* **SELECTED EXTRACT**:
************

Fig. 4.—RYE SMUT.
There is one case where this change takes place which you have probably often seen. When I was a child I used to be very fond of getting from the woods close to the house, or from the wood-pile, bits of shining wood and bark, which we called "fox fire." The wood was always old and decaying, and we thought it was shining because it was dying. But really the perishing wood was covered all over with tiny mushrooms, which shone with a light something like the glimmer of a fire-fly. In some countries this brightness is very wonderful. In Australia people have been able to read by the light of a shining stump overgrown with luminous fungi.
Fig. 5.—MILDEW ON VIRGINIA CREEPER.

************

* **DATA PROVIDED**:
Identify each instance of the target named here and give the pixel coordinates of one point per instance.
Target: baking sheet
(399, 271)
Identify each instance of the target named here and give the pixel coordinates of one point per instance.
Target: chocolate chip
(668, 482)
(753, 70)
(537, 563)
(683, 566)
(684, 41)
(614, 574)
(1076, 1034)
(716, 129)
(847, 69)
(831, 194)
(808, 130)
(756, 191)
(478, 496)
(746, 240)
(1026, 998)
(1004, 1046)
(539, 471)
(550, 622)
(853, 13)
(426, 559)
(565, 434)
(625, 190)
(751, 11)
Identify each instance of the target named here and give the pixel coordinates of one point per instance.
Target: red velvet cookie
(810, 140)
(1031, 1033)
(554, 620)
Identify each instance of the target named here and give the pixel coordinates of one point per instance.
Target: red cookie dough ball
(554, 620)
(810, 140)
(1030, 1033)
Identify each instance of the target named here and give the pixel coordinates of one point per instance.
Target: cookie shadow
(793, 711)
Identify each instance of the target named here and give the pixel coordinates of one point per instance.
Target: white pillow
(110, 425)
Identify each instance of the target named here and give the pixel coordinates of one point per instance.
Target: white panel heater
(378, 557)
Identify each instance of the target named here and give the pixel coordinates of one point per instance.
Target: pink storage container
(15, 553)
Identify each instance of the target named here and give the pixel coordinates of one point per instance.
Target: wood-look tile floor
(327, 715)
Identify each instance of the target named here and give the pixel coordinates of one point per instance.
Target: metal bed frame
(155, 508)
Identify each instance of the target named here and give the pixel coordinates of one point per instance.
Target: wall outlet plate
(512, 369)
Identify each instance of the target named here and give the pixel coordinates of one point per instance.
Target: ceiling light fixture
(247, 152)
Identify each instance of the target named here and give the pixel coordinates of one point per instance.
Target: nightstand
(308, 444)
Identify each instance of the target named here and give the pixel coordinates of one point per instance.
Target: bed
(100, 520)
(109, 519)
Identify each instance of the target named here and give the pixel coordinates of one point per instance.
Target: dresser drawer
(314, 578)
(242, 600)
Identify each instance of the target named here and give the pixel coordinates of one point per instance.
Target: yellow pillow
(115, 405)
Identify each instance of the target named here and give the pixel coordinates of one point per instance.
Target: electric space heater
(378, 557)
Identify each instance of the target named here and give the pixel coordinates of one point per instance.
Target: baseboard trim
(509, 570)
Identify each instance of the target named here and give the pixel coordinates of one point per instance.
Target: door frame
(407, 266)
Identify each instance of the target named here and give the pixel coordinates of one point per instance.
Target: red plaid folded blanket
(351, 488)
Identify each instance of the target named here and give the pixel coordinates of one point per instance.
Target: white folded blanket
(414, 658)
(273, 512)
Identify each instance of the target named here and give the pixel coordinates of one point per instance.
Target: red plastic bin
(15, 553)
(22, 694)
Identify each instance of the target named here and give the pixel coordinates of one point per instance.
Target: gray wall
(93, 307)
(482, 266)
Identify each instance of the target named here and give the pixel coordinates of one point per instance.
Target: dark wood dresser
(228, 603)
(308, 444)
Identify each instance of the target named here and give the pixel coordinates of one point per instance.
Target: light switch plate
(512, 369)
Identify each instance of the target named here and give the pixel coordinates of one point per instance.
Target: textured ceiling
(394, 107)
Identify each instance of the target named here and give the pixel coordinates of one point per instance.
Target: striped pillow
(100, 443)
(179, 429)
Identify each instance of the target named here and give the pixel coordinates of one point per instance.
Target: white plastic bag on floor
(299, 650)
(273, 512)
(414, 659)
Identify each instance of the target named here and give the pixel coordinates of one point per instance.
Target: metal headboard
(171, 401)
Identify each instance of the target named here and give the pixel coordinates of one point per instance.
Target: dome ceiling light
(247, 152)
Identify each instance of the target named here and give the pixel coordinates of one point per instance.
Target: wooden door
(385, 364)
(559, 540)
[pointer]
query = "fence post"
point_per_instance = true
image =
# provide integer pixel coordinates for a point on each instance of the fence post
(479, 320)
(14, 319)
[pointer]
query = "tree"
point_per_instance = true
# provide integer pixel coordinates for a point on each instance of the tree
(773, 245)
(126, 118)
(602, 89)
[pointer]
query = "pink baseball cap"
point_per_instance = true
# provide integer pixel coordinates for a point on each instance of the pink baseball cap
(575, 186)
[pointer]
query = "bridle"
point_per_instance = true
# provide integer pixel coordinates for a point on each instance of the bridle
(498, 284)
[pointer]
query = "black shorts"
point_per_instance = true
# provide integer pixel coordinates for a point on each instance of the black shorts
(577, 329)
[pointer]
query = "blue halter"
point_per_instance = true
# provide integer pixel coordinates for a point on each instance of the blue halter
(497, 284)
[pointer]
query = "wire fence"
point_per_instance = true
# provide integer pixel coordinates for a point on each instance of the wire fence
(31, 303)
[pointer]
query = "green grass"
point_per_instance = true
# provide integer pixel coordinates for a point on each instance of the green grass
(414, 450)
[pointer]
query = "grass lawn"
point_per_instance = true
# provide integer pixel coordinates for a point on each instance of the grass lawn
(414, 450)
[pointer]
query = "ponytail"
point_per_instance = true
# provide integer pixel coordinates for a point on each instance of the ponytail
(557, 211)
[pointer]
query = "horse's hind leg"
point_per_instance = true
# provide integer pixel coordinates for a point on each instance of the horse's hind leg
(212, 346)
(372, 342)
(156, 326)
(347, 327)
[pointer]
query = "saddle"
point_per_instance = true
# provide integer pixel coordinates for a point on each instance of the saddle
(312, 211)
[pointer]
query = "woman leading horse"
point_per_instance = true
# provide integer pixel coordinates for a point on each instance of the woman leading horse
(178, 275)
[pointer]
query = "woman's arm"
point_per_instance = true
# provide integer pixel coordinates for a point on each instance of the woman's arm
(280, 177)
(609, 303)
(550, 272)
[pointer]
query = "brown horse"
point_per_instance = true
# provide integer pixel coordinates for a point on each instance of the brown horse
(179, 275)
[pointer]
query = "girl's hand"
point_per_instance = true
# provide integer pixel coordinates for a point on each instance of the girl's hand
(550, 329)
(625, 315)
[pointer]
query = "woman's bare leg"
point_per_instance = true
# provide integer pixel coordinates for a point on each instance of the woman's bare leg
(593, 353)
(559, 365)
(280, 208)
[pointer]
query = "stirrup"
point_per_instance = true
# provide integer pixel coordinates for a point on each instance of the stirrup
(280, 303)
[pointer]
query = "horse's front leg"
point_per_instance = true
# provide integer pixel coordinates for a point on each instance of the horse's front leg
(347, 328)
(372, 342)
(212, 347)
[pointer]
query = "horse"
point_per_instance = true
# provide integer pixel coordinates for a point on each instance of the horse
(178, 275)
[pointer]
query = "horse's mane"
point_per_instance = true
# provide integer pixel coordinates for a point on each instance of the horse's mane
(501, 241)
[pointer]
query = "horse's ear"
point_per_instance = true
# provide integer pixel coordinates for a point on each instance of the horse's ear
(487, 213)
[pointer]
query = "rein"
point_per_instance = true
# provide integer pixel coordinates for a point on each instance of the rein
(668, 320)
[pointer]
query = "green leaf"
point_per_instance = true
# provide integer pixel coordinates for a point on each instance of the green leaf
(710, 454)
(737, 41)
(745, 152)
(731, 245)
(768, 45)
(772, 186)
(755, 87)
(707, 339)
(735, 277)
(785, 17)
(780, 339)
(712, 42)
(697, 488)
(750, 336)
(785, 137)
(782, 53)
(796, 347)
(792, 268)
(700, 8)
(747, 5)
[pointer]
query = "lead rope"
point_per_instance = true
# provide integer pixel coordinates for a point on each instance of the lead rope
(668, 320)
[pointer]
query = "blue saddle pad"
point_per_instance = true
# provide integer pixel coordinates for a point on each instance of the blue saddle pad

************

* **AIM OF THE EXERCISE**:
Write the next part of the passage on fungi and glowing "fox fire," starting after its final line. The rows were taken from a different source than the passage on fungi.

* **ANSWER SECTION**:
Some of the fungi have not even the manners to wait until their victims are dead. They take possession of living plants and animals, and never rest until they have destroyed them. The disease among potatoes called the potato blight (Fig. 2), of which we hear so much, is caused by the growth of a little fungous plant in the mouths, or breathing holes, on the skin of the potato, and the blight and mildew (Fig. 3) and smut of wheat and corn and rye (Fig. 4) are all due to the same cause. The mouldy look upon vine leaves is nothing else. I put a leaf of Virginia creeper which looked whitish and ugly under the microscope one day, and found the whole surface covered with a net-work of silvery threads, with a wonderful, fruit growing upon it. The fruits looked like peeled oranges surrounded with threads of spun sugar, or occasionally like a gigantic blackberry sparkling with crystals. This was only a common mildew, but under the magnifier it seemed a wonderful garden, growing conserves and fairy fruits, and was beautiful, beyond description. (Fig. 5.)
Fig. 6.—SILK-WORM FUNGUS.
The silk-worm is attacked by a fungous plant (Fig. 6). It takes possession of the worm just before it begins to spin its cocoon, and some years ago it destroyed such multitudes that the French silk trade was seriously threatened. The microscope was again brought into use, and the cause of the trouble discovered, and the cure effected.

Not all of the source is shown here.